EXTRACT TO READ:
Legislation referred to:

The Contract Act, Chapter 73, Laws of Uganda 2000 Edition



BEFORE: THE HONOURABLE MR. JUSTICE FMS EGONDA-NTENDE

JUDGMENT

1. The plaintiff is seeking to recover from the defendant the sum of US$16,000.00 based upon an alleged verbal guarantee issued to the plaintiff for outstanding debts owed to the plaintiff by three companies, two of which are limited liability companies, (Kindu Traders Ltd and Kavule Investments Ltd) and the third (Kito Traders) is simply a firm. The defendant is the managing director of the said companies. The defendant denies that he provided a personal guarantee for payment of the said debts.
2. It is contended in the plaint that on the 6
th November 2002 there was a meeting between the managing director of the plaintiff and the defendant in which it was agreed to discount the group debt to one single sum of US$ 16,000.00 and the defendant ‘personally and verbally guaranteed payment of the above sum in a short time. Copy of a letter of the same date is attached hereto as annexture “B” for its content and meaning.’ The defendant has since then defaulted on making the said payment.
3. The suit went to trial after a scheduling conference and both parties hereto called witnesses and presented evidence in the case. However, in the course of the trial, it was drawn to the attention of Mr. Fred Muwema, learned counsel for the plaintiff, by the court, that this suit might be barred by statute in light of the provisions of
Section 3(1) of the Contract Act, Chapter 73, Laws of Uganda 2000 Edition. Mr. Muwema responded in effect that this action is not based upon a verbal guarantee but that there was a note or memorandum of an agreement dated 6th November 2002 which had been signed by the defendant. He therefore concluded that this suit is not barred by Section 3(1) of the Contract Act.

[Data records]

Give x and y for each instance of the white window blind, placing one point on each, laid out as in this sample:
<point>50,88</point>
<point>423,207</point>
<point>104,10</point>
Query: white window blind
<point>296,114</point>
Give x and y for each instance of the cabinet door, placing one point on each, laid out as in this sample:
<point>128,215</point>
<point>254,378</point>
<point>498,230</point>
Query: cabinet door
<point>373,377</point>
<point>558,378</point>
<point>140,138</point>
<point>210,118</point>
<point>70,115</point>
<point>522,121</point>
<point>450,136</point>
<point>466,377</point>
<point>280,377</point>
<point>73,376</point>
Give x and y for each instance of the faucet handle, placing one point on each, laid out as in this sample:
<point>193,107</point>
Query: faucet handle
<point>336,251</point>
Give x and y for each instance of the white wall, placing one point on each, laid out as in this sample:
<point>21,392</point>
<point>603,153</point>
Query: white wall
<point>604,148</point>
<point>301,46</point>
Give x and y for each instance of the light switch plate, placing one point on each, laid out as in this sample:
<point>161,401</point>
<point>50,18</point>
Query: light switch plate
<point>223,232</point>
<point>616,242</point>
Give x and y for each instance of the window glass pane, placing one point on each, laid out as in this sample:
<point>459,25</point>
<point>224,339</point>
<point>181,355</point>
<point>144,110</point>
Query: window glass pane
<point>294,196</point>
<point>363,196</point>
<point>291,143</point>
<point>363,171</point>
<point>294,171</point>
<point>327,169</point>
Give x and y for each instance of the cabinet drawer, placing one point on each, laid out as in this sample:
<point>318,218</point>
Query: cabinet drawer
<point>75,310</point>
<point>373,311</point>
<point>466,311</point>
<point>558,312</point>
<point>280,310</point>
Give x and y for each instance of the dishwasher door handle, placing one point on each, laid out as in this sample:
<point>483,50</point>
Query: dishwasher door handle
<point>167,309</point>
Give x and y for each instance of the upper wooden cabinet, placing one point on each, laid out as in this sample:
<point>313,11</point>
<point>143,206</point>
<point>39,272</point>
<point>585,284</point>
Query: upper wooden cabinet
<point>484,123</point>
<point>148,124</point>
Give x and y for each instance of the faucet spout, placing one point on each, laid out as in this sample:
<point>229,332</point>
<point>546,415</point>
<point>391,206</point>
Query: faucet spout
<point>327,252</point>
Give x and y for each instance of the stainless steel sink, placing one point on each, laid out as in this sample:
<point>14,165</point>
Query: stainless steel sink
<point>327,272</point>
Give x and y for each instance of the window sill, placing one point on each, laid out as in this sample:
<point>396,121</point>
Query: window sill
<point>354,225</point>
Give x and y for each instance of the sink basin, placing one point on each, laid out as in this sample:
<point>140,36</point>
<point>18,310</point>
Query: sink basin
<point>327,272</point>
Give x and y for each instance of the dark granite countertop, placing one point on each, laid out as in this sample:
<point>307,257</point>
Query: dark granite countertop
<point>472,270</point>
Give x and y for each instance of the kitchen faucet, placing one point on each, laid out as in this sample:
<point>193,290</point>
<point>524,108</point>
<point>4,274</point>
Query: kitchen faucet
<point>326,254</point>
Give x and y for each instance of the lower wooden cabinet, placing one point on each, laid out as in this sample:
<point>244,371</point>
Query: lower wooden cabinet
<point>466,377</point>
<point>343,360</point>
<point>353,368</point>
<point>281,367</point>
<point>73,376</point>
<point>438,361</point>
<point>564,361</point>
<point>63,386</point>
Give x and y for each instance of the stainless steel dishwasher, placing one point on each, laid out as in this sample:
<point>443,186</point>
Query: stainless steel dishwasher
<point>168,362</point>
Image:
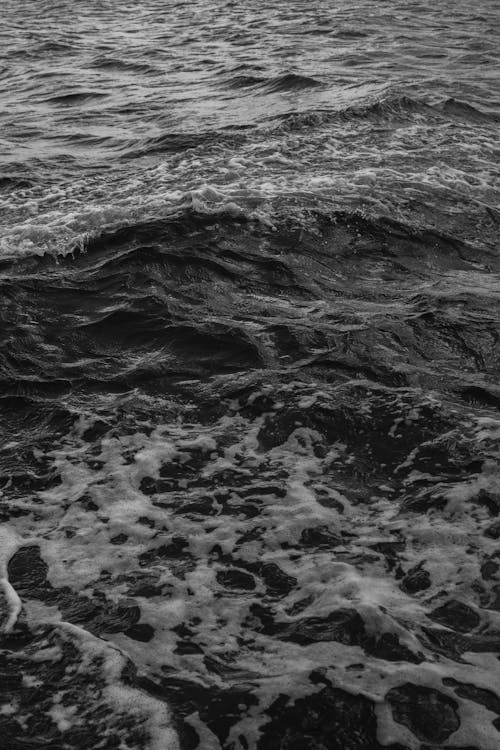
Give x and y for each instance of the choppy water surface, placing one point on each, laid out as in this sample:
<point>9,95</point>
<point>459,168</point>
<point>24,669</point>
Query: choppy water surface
<point>249,356</point>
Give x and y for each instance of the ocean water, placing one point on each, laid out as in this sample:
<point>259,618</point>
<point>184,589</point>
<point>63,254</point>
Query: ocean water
<point>249,375</point>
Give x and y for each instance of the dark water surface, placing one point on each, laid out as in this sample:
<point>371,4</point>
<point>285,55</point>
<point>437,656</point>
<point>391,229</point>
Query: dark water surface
<point>249,392</point>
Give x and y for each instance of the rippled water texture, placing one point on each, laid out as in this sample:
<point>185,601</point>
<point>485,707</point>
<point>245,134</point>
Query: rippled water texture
<point>249,356</point>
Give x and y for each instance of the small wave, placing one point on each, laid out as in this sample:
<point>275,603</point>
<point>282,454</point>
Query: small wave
<point>76,97</point>
<point>465,111</point>
<point>388,108</point>
<point>290,82</point>
<point>244,81</point>
<point>115,63</point>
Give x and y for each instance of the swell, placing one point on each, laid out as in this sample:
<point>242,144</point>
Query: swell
<point>334,297</point>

TASK SET:
1) Output as a JSON list of strings everything in the entries from the line containing "Give x and y for each instance of the light" down to the line containing "<point>327,169</point>", one string per line, with blank lines left out.
2) Write what comes next in the court judgment on the alleged verbal guarantee, starting from the point where it stops.
These entries have no connection to the court judgment above.

RESPONSES:
1)
[
  "Give x and y for each instance of the light switch plate, placing one point on each, laid out as in this sample:",
  "<point>161,401</point>",
  "<point>50,18</point>",
  "Query: light switch plate",
  "<point>223,232</point>",
  "<point>616,242</point>",
  "Give x and y for each instance of the window glass pane, placing one point on each, laid out as in this sample:",
  "<point>459,25</point>",
  "<point>224,339</point>",
  "<point>181,355</point>",
  "<point>144,110</point>",
  "Query: window glass pane",
  "<point>294,196</point>",
  "<point>363,196</point>",
  "<point>291,143</point>",
  "<point>363,171</point>",
  "<point>294,171</point>",
  "<point>327,169</point>"
]

2)
4. It is important at the outset to clear this matter given the wording of
Section 3(1) of the Contract Act. I set it out below.
‘(1) No suit shall be brought whereby to charge the defendant upon any special promise to answer for the debt, default or miscarriage of another person unless the agreement upon which he suit is brought, or some memorandum or note of the agreement is in writing and signed by the party to be charged with it or some other person lawfully authorised by him or her to sign it.’
5. The above provisions clearly bar the institution of any suit if it is based upon a contract of guarantee unless the said contract is in writing, and signed by the defendant or his authorised representative. If the agreement itself is not in writing, then there must be some memorandum or note of that agreement which must be signed by the defendant or his or her authorised representative. This is a pre condition or condition precedent before a suit based on such an agreement can be entertained in a court of law. The question before this court therefore, before we can consider the evidence is whether this suit passes the threshold set by
Section 3(1) of the Contract Act.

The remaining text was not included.